## WHAT THE TASK REQUIRES
The listing below must be returned in full and unchanged, without the images it carries.

## TASK INPUTS
• • • • •

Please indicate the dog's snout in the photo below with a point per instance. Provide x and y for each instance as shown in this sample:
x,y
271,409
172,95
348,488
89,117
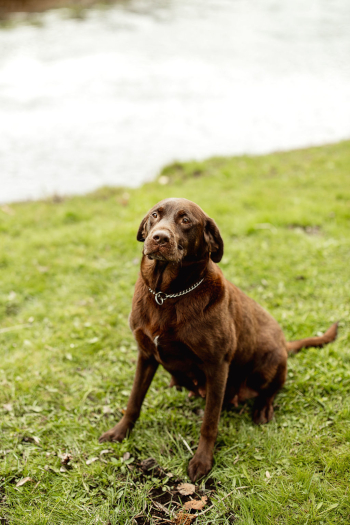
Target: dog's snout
x,y
161,237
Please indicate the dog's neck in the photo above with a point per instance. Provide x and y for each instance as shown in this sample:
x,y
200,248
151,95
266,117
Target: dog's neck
x,y
171,277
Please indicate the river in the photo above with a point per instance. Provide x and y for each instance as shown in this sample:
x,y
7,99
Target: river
x,y
110,99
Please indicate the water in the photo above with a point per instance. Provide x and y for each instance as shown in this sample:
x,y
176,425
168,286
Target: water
x,y
112,98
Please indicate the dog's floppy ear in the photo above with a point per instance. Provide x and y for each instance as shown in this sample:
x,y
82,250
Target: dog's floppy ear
x,y
214,240
143,229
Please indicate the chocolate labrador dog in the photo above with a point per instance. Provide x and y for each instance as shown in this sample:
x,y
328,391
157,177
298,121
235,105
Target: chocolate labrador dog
x,y
213,339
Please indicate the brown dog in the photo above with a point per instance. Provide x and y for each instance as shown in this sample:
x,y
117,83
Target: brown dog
x,y
211,337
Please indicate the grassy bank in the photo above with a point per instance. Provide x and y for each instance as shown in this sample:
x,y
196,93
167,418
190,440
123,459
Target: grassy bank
x,y
67,269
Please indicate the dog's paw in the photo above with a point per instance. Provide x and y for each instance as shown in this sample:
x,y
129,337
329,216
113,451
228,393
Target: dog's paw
x,y
199,466
116,433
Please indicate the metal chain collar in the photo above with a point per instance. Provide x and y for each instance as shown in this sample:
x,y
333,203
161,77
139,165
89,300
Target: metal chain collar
x,y
160,297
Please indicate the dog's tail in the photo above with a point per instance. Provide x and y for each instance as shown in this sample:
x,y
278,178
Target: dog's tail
x,y
330,335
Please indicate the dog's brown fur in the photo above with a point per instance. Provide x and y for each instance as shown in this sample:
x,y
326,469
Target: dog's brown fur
x,y
215,341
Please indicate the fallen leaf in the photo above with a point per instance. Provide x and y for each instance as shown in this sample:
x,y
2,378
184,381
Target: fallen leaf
x,y
148,464
65,458
186,489
91,460
106,451
184,519
163,180
6,209
196,504
161,507
23,481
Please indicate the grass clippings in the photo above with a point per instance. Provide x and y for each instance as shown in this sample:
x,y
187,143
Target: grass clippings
x,y
67,357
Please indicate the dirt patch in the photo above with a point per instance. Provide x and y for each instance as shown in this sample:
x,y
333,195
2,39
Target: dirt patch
x,y
310,229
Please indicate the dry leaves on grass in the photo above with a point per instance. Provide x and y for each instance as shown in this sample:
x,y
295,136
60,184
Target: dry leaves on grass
x,y
196,504
91,460
182,518
66,458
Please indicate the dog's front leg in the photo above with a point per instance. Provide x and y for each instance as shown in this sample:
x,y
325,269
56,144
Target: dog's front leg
x,y
202,461
146,368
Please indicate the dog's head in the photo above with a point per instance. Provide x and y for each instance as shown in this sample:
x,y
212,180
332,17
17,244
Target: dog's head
x,y
176,230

• • • • •

## ANSWER BELOW
Please indicate the dog's snout in the photo below with a point per instance. Provide x and y for each instance as shown in this sample:
x,y
271,409
172,95
348,488
89,117
Target: dog's snout
x,y
161,237
Please indicate the dog's neck in the photo above with a point per instance. Provide x and y for each instance as shown in this sample:
x,y
200,248
151,95
266,117
Target: dog's neck
x,y
171,277
Please indicate the river in the photo above with a point per instance. Provide x and y for each instance as shown in this sample:
x,y
7,99
Target: river
x,y
110,99
Please indicate the water in the photo above with a point per instance. Provide x and y for each instance as shown in this sample:
x,y
176,425
168,286
Target: water
x,y
112,98
Please indicate the dog's floppy ear in the photo above with a point per instance. Provide x and y for each instance as shown in this sample:
x,y
82,250
Target: dog's floppy ear
x,y
214,240
143,229
Please indicate the chocolate labrador dog in the photo above with a point per instance. Provide x and y for each instance as shown in this sample:
x,y
328,391
157,177
298,121
235,105
Target: chocolate labrador dog
x,y
213,339
Please indicate the brown dog in the photo above with a point per instance. Provide x and y for each instance as shown in this sample:
x,y
117,83
Target: brown dog
x,y
211,337
Please indicate the grassy bank in the photo above with a point per instance. Provide x and y for each instance as shown in this sample:
x,y
196,93
167,418
190,440
123,459
Target: grassy bank
x,y
67,269
Please indicate the dog's paw in the photo above with a point per instance. Provide x and y for each instance as shown in this sample:
x,y
129,337
329,216
113,451
228,393
Target: dog's paw
x,y
199,466
116,433
Please indicate the metal chain collar in the photo above with a point per instance. Provide x and y for each instance as shown in this sample:
x,y
333,203
161,77
139,165
89,300
Target: metal chain collar
x,y
160,297
Please indicate the dog's tail in the photo above with a point per instance. Provide x and y for each instance as shown in this sample:
x,y
278,178
Target: dog's tail
x,y
330,335
Please indicate the dog's brown fur in the photo above with a point per instance. Provide x and y for each instance as shown in this sample:
x,y
326,469
Target: dog's brown fur
x,y
215,341
Please indicate the fallen leaf in the photo above with a point per instance. Provide x and y for each instance as shown in this sample:
x,y
2,378
184,381
Target: fallen leaf
x,y
148,464
65,458
186,489
91,460
106,451
184,519
163,180
6,209
196,504
161,507
23,481
Please indicate the grass clippings in the photo above with a point per instance. Provide x and y for each instance as shown in this sample:
x,y
187,143
Target: grass clippings
x,y
67,357
Please indicate the dirt patch in the photo above with a point per instance. Provide x and y for each instance as shown in this sample:
x,y
333,195
2,39
Target: dirt patch
x,y
310,229
Please indicate the dry leaves on grass in the photo above with a point per instance. Provide x and y for each instance as shown in this sample:
x,y
295,136
60,184
Target: dry leaves on grass
x,y
196,504
91,460
182,518
66,458
Please indicate the dog's front leg in the photo above with a point per instance. Provide x and y for each instance as shown in this sample:
x,y
325,269
56,144
Target: dog's front leg
x,y
202,461
146,368
Please indicate the dog's head in the photo above with a point per instance. Provide x and y for each instance as shown in this sample:
x,y
212,180
332,17
17,244
Target: dog's head
x,y
176,230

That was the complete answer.